Excerpted passage →
▼▼▼

I had always assumed that Islam must bear some—if not most—responsibility for the rise of “radical Islamism,” which has waged an asymmetric war against the West for decades. However, Gray has a different take. According to him, the intellectual founder of radical Islam, Sayyid Qutb, was deeply influenced by European thinkers, particularly Nietzsche.

Qutb’s conception of a revolutionary vanguard dedicated to the overthrow of corrupt Islamic regimes and the establishment of a society without formal power structures owes nothing to Islamic theology and a great deal to Lenin.

In this light, jihadists, in their pursuit of a world of faithful, have much in common with the Jacobins, who were inspired by Rousseau’s ideas of popular sovereignty and the general will. Like the Jacobins, they see revolutionary violence as a purifying force. Like the Jacobins, they blame the sorry state of their world on conspiracies—only the Jacobins targeted counterrevolutionaries, while the jihadists’ enemy is “the West.”

Perhaps the only major innovation of radical Islam is its theological justification for suicide attacks as acts of personal purity that guarantee one’s place in heaven.

What surprised me most was Gray’s reprimand of neoliberalism and neoconservatism.

▲▲▲

Input data →
▼▼▼

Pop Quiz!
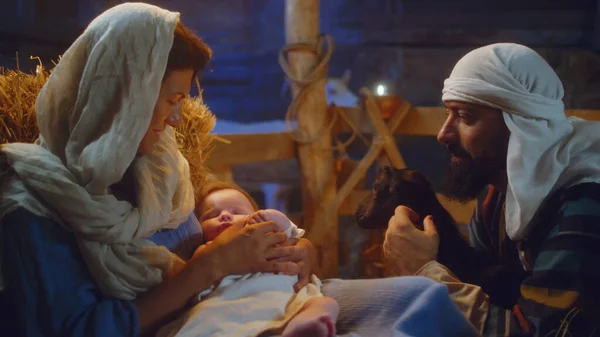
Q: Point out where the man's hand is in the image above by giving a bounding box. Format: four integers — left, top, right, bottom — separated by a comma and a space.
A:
279, 238, 316, 292
383, 206, 440, 276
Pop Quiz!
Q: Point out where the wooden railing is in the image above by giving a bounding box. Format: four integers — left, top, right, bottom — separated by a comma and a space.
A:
206, 107, 600, 223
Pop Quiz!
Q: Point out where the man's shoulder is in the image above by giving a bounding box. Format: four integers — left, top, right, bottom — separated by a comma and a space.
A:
562, 182, 600, 202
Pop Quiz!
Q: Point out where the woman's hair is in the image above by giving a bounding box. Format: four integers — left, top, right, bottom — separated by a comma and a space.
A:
165, 21, 212, 76
196, 181, 259, 218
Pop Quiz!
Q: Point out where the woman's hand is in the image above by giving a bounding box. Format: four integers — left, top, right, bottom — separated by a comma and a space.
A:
383, 206, 440, 276
188, 221, 299, 280
280, 238, 316, 292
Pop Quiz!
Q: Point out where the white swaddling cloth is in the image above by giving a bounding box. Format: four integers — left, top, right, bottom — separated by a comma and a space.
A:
157, 219, 323, 337
442, 43, 600, 241
0, 3, 194, 299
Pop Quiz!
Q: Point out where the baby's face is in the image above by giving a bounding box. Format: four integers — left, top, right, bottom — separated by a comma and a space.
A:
200, 189, 254, 241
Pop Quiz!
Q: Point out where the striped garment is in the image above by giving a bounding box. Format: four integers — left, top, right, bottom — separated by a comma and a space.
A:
469, 183, 600, 337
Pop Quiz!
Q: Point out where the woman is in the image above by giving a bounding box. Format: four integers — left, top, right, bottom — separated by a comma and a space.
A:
0, 3, 478, 336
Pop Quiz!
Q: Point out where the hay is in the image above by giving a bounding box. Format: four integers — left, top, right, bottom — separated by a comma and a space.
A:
0, 66, 50, 144
0, 65, 218, 190
176, 93, 217, 191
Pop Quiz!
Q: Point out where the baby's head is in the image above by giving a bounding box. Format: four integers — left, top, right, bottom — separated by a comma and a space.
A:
196, 181, 258, 241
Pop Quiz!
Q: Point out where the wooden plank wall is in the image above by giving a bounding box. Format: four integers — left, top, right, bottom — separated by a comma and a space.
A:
206, 107, 600, 223
0, 0, 600, 122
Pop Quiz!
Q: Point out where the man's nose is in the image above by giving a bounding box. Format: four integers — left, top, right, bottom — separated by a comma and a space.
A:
437, 116, 456, 145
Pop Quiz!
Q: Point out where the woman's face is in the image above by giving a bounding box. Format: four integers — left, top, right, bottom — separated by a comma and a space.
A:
138, 69, 194, 154
200, 189, 254, 241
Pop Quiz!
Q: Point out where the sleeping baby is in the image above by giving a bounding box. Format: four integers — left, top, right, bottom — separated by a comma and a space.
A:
161, 182, 339, 337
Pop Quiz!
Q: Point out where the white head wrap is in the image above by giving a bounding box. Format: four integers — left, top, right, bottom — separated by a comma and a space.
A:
0, 3, 194, 299
442, 43, 600, 240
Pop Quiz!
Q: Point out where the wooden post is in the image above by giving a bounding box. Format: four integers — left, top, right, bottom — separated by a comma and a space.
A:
285, 0, 338, 278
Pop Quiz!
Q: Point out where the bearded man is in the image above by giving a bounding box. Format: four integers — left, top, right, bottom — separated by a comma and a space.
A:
384, 43, 600, 337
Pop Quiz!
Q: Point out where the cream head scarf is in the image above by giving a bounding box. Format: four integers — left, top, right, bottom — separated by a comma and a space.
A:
0, 3, 194, 299
442, 43, 600, 240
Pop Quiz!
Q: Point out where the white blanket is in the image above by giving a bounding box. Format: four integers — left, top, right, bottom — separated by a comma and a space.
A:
442, 43, 600, 240
0, 3, 194, 299
157, 223, 323, 337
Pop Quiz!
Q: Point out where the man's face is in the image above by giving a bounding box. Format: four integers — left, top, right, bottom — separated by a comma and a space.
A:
437, 101, 510, 202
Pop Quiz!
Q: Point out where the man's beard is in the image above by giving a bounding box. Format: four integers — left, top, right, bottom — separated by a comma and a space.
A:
442, 145, 506, 203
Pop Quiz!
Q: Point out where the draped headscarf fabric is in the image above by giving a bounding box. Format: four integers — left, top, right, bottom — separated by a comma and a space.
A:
442, 43, 600, 240
0, 3, 194, 299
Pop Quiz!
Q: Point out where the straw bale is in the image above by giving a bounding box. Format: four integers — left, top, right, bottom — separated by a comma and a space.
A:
0, 65, 217, 190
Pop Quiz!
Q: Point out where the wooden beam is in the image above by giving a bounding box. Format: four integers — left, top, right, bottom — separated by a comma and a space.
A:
206, 107, 600, 170
285, 0, 339, 278
338, 190, 475, 224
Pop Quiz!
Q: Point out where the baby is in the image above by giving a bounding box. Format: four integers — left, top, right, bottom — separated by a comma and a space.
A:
161, 182, 339, 337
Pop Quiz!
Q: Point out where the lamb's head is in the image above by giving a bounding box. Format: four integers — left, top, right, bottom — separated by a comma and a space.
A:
354, 166, 439, 229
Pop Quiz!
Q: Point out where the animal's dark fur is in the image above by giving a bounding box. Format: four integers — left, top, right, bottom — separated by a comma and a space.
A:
355, 166, 479, 283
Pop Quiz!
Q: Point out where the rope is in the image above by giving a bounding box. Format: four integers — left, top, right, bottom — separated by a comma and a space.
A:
279, 34, 368, 153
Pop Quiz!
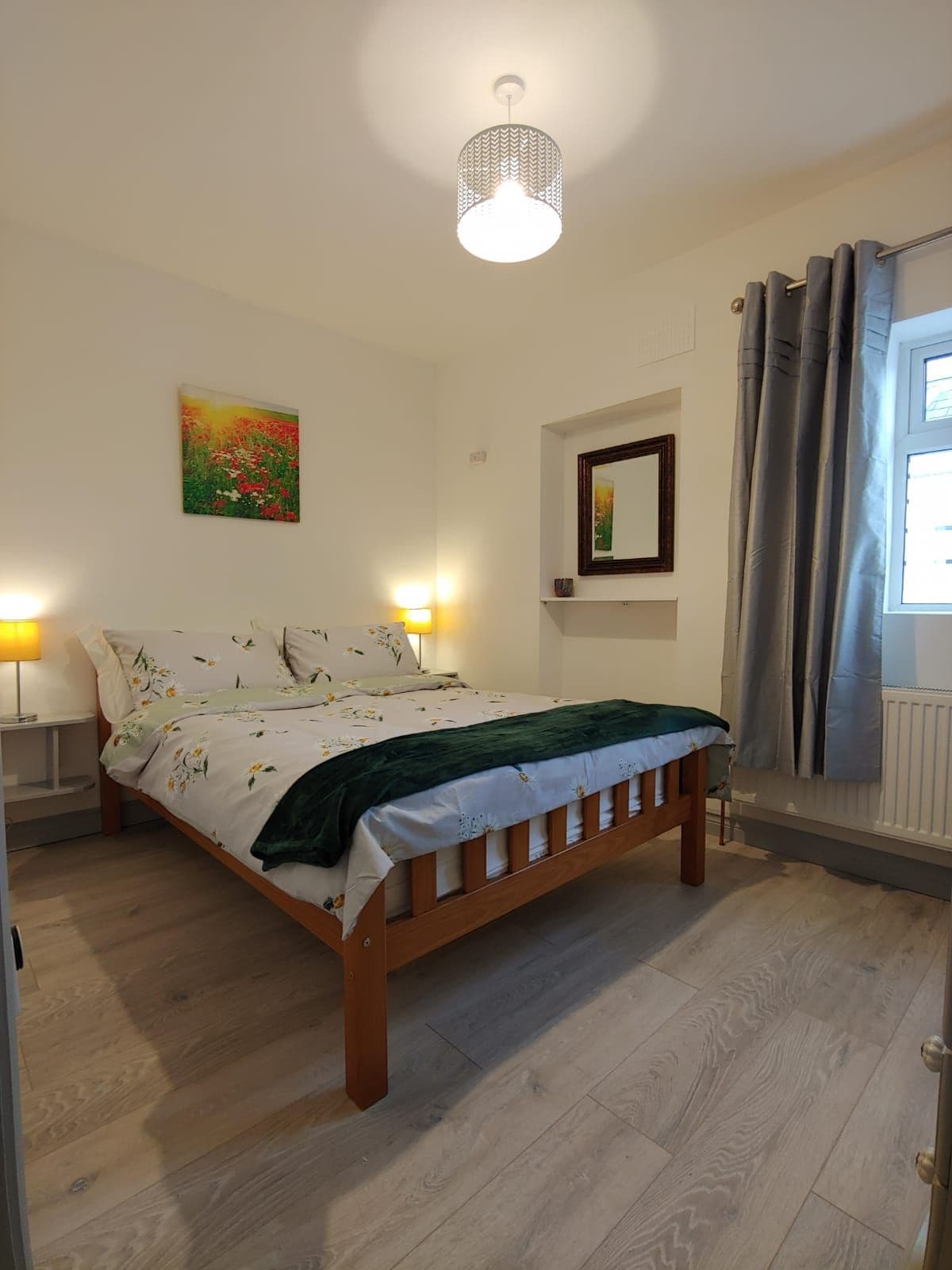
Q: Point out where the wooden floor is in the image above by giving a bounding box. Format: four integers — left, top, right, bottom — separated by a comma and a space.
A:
10, 826, 948, 1270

▲▲▲

Exercise details → Continue the passage on Gray's view of radical Islam from its final sentence, keeping the same first-person voice.

Exercise output →
Neoliberalism

Neoliberalism emerged as a reaction against communism and socialism. It was founded on the belief that the free market could do everything: organize the economy, foster trade, and promote peace—if only governments would leave it alone. Thanks to this immense power, the free market was seen as destined to win over the world, thus representing a logical and desirable end of economic history.

These beliefs, Gray contends, are closer to religious faith than to the results of scientific inquiry. According to him, Adam Smith’s reference to the “invisible hand” reflects a kind of faith-based political economy—but Smith himself never tried, as some of his 20th-century followers did, to “deduce free markets from dubious axioms of rational choice.” On the contrary, Smith understood the flaws of market societies and never entertained the illusion of an omnipotent market that naturally regulates, stabilizes, and corrects itself.

Therefore, it was not the religious Smith but his secular disciples—the likes of Friedrich Hayek and Milton Friedman—who turned the free market into a religion. In his famous Road to Serfdom, Hayek argued that “a successfully planned economy is a Utopia.” And yet, Gray observes, “he failed to notice that the same is true of the self-regulating market.” Hence the irony:  “the free market became a religion only when its basis in religion was denied.”

Like all fundamentalists, Gray quips, neoliberals ended up worshiping tenets that was “a caricature of the tradition they seek to revive.”

Neoconservatism

Like neoliberals, neoconservatives embraced a radicalized version of progressive thinking—the idea that humanity is gradually progressing toward a just, equal, and inclusive society in which everyone is entitled to, in Thomas Jefferson’s words, “life, liberty, and the pursuit of happiness.”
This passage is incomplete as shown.